What to do —
[A] Answer these questions about the hospital story, each on its own line and marked (i), (ii), (iii):
(i) What two items of clothing did the narrator hope to hide under a table?
(ii) Whom did the narrator ask to see?
(iii) What did she do while they waited for the CFO?
[B] Shorten the paragraph of the hospital story that begins "After some phone calls", keeping its main facts.
[C] Continue the hospital story from the point where it stops.

Page extract —
#####

I started to explain the situation, but then thought it would be better if we could sit down somewhere. This would make it easier for Pat's artificial knees and perhaps give me a chance to hide my slippers (and my shorts) under a table.

She seemed disappointed that she wasn't going to be able to complete her 'advocacy' role in the corridor but led us to her office.

When we were sitting, I pointed out that I was sure that in a large, well-organized hospital like this, there must be some way to produce a final bill. I pointed out that one of her hospital's employees had promised me on the phone that I could come in and get the final bill.

She was very sympathetic but said there was nothing that she could do. Computers, and all that.

I said that I understood that at her level she couldn't solve the problem but that my experience of large organizations was that there was always someone who could cut a Gordian Knot.

I asked if we could see the hospital's CEO (in my slippers and shorts).

After some phone calls, she reported that the CEO was in meetings. She said that the Chief Financial Officer would have been delighted to meet us but he was in a conference call that would last at least another half hour.

I said that was fine, we would wait---in her office.

More phone calls and then she said the CFO had been able to end his conference call and would be right down. As we waited for him, she busily cleaned her desk, organizing files and papers into neat piles.

#####

Dataset content —
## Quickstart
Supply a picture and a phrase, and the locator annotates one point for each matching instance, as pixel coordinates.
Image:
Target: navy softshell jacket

#####

Task answers —
[A]
(i) The narrator's slippers and shorts.
(ii) The hospital's CEO.
(iii) She cleaned her desk, organizing files and papers into neat piles.

[B] After some phone calls, she said the CEO was in meetings and the Chief Financial Officer, who would have been delighted to meet them, was on a conference call lasting at least another half hour.

[C]
The CFO, a well-nourished young man in a good suit, listened sympathetically to me (the hospital did 'sympathy' very well---probably an empathy training course). Unfortunately, neither he or the CEO could over-rule the computers. He did think of a way of tricking the computer so they could give me an interim bill that no longer showed the famous $345. I could submit that to the company and in the meantime the hospital would complete the final report with all the costs broken down by codes for the diagnosis and treatment, and would mail that to the insurance company.

Accepting that I had got as much as I could get, I threw in the towel and walked out of the hospital, trying to pretend that I was wearing shoes, not slippers.

When we got home to Canada, I sent all the documents to the insurance company.

Nearly two months went by as the company requested and then waited for the hospital to send the final bill. It had to be an original and this meant it had to come by US mail---no faxing, or scanning and emailing.

Finally, after some prodding from us, the insurance company agreed to send a cheque for the full amount without waiting for the final bill.

The cheque has now been received and is resting comfortably in our bank account.

I have decided not to worry about whether the hospital ever sends the final bill to the insurance company.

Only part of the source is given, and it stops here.